- **Task brief**:
Rewrite the stretch of lines from the one containing "Practice. Pick out the pale" through the last line, replacing "set a marker" with "place a pin" and leaving everything else unchanged. Return only those lines.

- **Extracted entries**:
==*==

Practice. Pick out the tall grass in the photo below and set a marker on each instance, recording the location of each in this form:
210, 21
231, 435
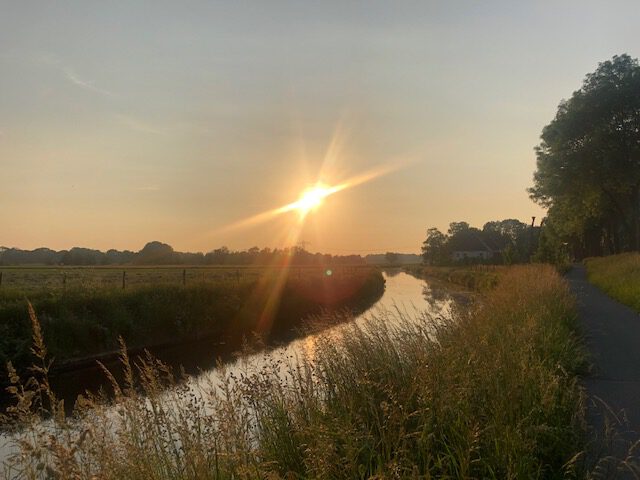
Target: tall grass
80, 323
489, 394
479, 278
618, 276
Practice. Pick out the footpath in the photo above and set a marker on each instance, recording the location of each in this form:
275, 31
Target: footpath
612, 332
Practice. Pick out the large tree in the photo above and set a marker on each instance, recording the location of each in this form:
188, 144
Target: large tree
588, 162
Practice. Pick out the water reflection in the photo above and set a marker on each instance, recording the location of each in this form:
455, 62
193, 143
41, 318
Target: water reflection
407, 296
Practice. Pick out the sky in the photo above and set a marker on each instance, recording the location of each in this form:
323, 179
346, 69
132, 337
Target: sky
126, 122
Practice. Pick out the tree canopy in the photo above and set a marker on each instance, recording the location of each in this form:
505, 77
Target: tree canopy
588, 164
505, 241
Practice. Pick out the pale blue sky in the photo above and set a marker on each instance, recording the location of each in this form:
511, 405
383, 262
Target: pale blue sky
123, 122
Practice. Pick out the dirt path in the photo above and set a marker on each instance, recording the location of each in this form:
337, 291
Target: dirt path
612, 333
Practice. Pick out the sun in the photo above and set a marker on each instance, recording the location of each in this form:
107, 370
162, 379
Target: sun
312, 198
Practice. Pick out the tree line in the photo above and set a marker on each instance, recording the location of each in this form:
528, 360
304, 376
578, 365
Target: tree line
502, 241
588, 167
158, 253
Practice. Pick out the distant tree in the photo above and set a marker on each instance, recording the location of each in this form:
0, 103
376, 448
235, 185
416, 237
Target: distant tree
588, 163
156, 253
391, 258
434, 248
457, 227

==*==

- **Solved exercise**:
Practice. Pick out the pale blue sky in the photo above and place a pin on each instance, recording the location of each in this form:
511, 405
383, 262
Target: pale blue sky
123, 122
Practice. Pick out the dirt path in the photo above and place a pin on each instance, recording the location of each in this form:
337, 291
Target: dirt path
612, 333
Practice. Pick out the sun in the photo above and place a pin on each instance, recording the location of each in this form:
107, 370
162, 379
Target: sun
312, 198
Practice. Pick out the tree line in the photo above and place a pin on each instance, recording the location of each in this form:
528, 360
304, 376
578, 365
Target: tree line
502, 241
588, 167
158, 253
Practice. Pick out the distant tree in the photo above and place a pin on each instance, recording the location of each in this form:
0, 103
376, 448
235, 185
416, 237
Target: distant tree
588, 163
156, 253
391, 258
434, 248
457, 227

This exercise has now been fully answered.